- _Passage provided_
# hifisoundconnection store trolls



## fuzzysig (Feb 4, 2010)

I don't now which category to post this in but I would like to maybe get some people to clean up ebay search ( I know its asking too much lol) but maybe if theres a small chance you want to make a small difference and make ebay searches a little bit cleaner so you and others don't have to waste time going through 1000s of unrelated searches that would be great.

theres enough people here if even half or one third of us start reporting ebay ads and emailing or calling customer support to report or complain about a store that is spamming ebay searches like the above mentioned hifisoundconnection store I guarantee ebay has to notice at some point if enough people complain
and yes when a lot of people have a common goal it usually works. 
pioneer's great idea about front usb got them thinking quick when people started complaining and stopped buying their stereos they released new one with front and rear usb right away.

so 5 minutes out of every time you spend 2-3 hours on ebay browsing is not much at all to report or email or call ebay to report a spammer store would make a difference


hifisoundconnection is the one of many who keep posting their crap in every audio category for used and new
so when I look for any brand car used speakers for example. Mercedes speakers. it shows about a 1000 of hifisoundconnection listings with same package just renamed to cover every car model.


----------



## Victor_inox (Apr 27, 2012)

what was that? what is it exactly you complaining about?


----------



## fuzzysig (Feb 4, 2010)

stores spamming search results...
if you don't want to do anything then just move on.

I guess people are too docile to do anything so they just ignore their problems
I know I'm not the only one who is tired of browsing through pages and pages of unrelated garbage.
but most people just like sheep simply don't care to do anything about it


----------



## fuzzysig (Feb 4, 2010)

acura speakers | eBay


----------



## Victor_inox (Apr 27, 2012)

fuzzysig said:


> acura speakers | eBay


 I see, it makes more sense now. 
It`s not stores, it`s ebay itself trying to offer more products, seller select vehicle compatible with product they selling, that`s all. 
I doubt there is anything can be done about it.


----------



## fuzzysig (Feb 4, 2010)

if enough people complain ebay will stop this crap

its only few stores doing it most of the stores don't spam this hard

I see maybe 3-4 big ebay stores spamming like this


----------



## Victor_inox (Apr 27, 2012)

add those stores to your ignore list and let them know.


----------



## fuzzysig (Feb 4, 2010)

would that block the search results as well?


----------



## fuzzysig (Feb 4, 2010)

theres no ignore list


----------



## JimmyDee (Mar 8, 2014)

I'm not sure what to say about this... I honestly don't see a problem here.

The only time HiFiSoundConnection came up, was when I typed a search for Acura Speakers.

They never came up as a vendor, when I searched the following:

Honda speakers
Toyota speakers
BMW speakers
Audi speakers
Mercedes speakers

After these 5, I lost interest and stopped searching... I guess I just don't see the issue here.


----------



## fuzzysig (Feb 4, 2010)

- _What you need to do_
(a) Summarize the forum thread in two sentences.
(b) How many lines of the records contain the string "shirt"? Reply with only the number.
The forum thread and the records are unrelated to each other.

- _Stored rows_
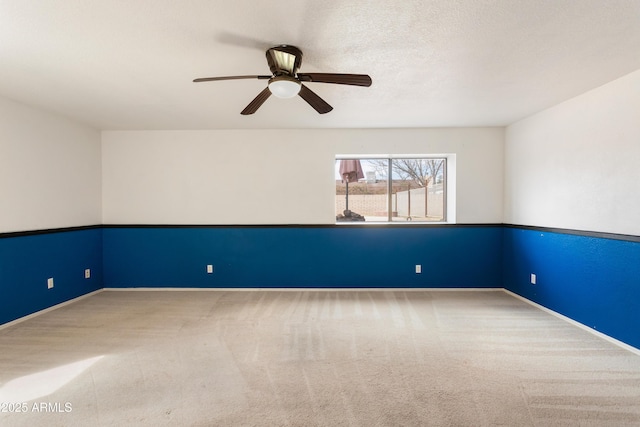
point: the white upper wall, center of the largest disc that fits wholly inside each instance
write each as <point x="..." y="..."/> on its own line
<point x="49" y="170"/>
<point x="276" y="176"/>
<point x="577" y="165"/>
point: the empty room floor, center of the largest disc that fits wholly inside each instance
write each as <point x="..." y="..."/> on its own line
<point x="311" y="358"/>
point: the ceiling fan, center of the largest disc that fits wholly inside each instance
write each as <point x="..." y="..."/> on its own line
<point x="286" y="82"/>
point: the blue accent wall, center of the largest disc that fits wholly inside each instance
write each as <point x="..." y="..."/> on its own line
<point x="27" y="261"/>
<point x="593" y="280"/>
<point x="333" y="256"/>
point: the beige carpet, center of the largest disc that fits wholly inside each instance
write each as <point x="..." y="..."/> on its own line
<point x="311" y="358"/>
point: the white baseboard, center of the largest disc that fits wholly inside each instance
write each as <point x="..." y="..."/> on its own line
<point x="578" y="324"/>
<point x="48" y="309"/>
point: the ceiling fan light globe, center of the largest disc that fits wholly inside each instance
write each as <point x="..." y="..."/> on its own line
<point x="284" y="87"/>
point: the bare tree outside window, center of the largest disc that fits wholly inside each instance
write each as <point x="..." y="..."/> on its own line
<point x="396" y="189"/>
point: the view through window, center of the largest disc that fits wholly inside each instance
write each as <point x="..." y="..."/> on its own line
<point x="391" y="189"/>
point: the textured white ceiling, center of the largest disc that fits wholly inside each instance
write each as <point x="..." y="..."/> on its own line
<point x="129" y="64"/>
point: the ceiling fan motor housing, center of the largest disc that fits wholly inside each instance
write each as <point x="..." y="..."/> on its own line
<point x="284" y="59"/>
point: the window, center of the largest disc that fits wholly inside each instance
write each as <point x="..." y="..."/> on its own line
<point x="391" y="189"/>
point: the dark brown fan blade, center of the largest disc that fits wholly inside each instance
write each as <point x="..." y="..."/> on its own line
<point x="213" y="79"/>
<point x="314" y="100"/>
<point x="257" y="102"/>
<point x="341" y="79"/>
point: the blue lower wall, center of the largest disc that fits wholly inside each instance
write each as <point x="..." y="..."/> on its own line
<point x="593" y="280"/>
<point x="334" y="256"/>
<point x="26" y="262"/>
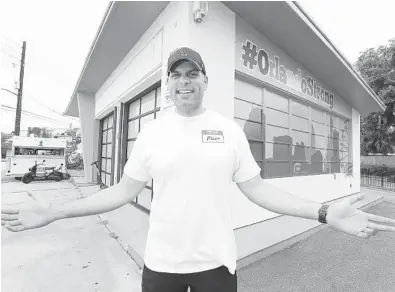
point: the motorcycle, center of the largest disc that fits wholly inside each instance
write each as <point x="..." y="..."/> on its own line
<point x="42" y="172"/>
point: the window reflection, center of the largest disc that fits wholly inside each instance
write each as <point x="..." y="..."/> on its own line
<point x="316" y="146"/>
<point x="277" y="151"/>
<point x="276" y="169"/>
<point x="276" y="101"/>
<point x="248" y="111"/>
<point x="277" y="134"/>
<point x="299" y="109"/>
<point x="251" y="129"/>
<point x="277" y="118"/>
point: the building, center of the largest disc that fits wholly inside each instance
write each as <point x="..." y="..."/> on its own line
<point x="269" y="67"/>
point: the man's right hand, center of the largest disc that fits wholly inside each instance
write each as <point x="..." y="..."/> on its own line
<point x="37" y="215"/>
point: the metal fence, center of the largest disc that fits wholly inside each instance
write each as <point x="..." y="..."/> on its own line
<point x="378" y="181"/>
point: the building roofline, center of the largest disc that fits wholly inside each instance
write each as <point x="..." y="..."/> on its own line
<point x="110" y="7"/>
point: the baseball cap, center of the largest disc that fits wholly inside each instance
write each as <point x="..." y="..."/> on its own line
<point x="185" y="53"/>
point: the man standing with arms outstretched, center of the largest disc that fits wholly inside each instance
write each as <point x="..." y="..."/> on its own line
<point x="193" y="155"/>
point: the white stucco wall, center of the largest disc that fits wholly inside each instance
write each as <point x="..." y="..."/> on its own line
<point x="215" y="40"/>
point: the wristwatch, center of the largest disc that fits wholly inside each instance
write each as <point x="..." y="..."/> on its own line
<point x="322" y="212"/>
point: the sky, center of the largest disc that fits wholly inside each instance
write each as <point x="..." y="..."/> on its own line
<point x="59" y="35"/>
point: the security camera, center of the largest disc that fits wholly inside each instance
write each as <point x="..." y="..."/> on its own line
<point x="199" y="10"/>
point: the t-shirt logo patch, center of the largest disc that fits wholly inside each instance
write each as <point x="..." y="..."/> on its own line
<point x="211" y="136"/>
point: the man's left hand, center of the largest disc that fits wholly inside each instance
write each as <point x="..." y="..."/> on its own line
<point x="347" y="218"/>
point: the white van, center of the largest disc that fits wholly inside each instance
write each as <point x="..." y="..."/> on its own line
<point x="28" y="150"/>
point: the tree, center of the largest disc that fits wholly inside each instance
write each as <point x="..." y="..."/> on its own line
<point x="377" y="67"/>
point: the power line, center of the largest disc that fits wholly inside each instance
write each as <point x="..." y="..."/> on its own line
<point x="9" y="108"/>
<point x="11" y="40"/>
<point x="12" y="56"/>
<point x="38" y="117"/>
<point x="36" y="101"/>
<point x="12" y="48"/>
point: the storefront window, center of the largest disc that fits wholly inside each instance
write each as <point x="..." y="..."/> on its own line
<point x="139" y="112"/>
<point x="301" y="141"/>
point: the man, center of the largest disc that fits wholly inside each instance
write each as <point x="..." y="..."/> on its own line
<point x="193" y="155"/>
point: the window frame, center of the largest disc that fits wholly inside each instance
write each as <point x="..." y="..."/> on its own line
<point x="265" y="87"/>
<point x="113" y="113"/>
<point x="125" y="127"/>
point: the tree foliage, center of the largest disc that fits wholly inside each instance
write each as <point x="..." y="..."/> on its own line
<point x="377" y="67"/>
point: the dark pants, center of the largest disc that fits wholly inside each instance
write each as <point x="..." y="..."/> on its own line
<point x="216" y="280"/>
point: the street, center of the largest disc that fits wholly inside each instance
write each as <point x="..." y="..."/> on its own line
<point x="77" y="254"/>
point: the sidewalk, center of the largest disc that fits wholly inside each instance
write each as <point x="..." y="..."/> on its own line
<point x="78" y="254"/>
<point x="325" y="261"/>
<point x="329" y="261"/>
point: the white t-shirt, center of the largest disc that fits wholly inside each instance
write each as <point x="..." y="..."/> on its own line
<point x="192" y="161"/>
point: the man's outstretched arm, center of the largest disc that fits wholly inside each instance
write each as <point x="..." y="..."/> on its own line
<point x="341" y="215"/>
<point x="103" y="201"/>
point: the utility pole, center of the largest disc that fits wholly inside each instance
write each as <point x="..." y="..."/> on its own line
<point x="19" y="103"/>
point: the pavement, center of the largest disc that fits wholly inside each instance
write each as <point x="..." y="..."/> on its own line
<point x="329" y="261"/>
<point x="78" y="254"/>
<point x="87" y="254"/>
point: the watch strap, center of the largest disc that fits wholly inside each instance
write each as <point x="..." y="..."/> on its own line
<point x="322" y="212"/>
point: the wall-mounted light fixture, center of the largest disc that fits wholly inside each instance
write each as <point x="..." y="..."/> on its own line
<point x="199" y="10"/>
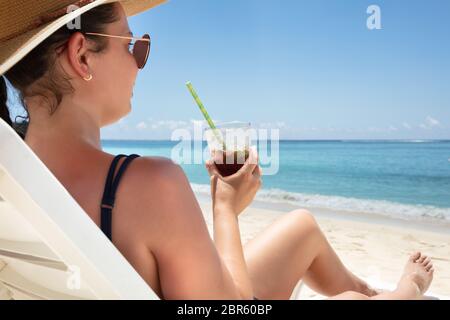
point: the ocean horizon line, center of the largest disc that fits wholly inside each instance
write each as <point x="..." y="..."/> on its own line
<point x="302" y="140"/>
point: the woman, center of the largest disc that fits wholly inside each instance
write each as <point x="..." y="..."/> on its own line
<point x="79" y="80"/>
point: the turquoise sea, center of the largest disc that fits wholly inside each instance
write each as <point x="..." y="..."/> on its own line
<point x="401" y="179"/>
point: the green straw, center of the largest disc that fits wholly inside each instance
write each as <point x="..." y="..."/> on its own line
<point x="204" y="112"/>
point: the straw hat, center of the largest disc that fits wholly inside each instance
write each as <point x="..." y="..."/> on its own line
<point x="24" y="24"/>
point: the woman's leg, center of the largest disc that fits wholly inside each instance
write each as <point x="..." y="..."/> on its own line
<point x="294" y="248"/>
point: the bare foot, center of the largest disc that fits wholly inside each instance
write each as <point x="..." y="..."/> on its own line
<point x="417" y="276"/>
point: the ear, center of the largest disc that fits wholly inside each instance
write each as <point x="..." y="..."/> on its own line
<point x="79" y="54"/>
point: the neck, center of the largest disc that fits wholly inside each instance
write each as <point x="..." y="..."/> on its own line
<point x="69" y="129"/>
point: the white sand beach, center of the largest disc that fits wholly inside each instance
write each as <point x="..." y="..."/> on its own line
<point x="373" y="249"/>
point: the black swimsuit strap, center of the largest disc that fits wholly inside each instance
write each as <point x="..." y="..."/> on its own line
<point x="109" y="194"/>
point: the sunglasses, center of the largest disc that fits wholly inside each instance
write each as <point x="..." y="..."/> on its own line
<point x="141" y="47"/>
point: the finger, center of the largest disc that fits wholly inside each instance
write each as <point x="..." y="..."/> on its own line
<point x="257" y="172"/>
<point x="251" y="163"/>
<point x="212" y="168"/>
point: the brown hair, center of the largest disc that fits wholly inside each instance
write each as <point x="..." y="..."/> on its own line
<point x="38" y="66"/>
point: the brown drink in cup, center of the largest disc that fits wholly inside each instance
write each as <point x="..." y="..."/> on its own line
<point x="229" y="145"/>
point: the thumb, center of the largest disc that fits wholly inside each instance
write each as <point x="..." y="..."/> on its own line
<point x="252" y="161"/>
<point x="212" y="169"/>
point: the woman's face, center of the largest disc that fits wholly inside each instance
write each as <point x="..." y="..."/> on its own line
<point x="116" y="72"/>
<point x="107" y="97"/>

- _Response list_
(a) fuzzysig urges forum members to report and complain to eBay about stores such as hifisoundconnection that flood audio search results with the same package renamed to cover every car model. Victor_inox answers that eBay itself causes this because sellers select compatible vehicles and suggests an ignore list, which fuzzysig says does not exist, and JimmyDee reports that the store came up only in a search for Acura speakers and sees no problem.

(b) 2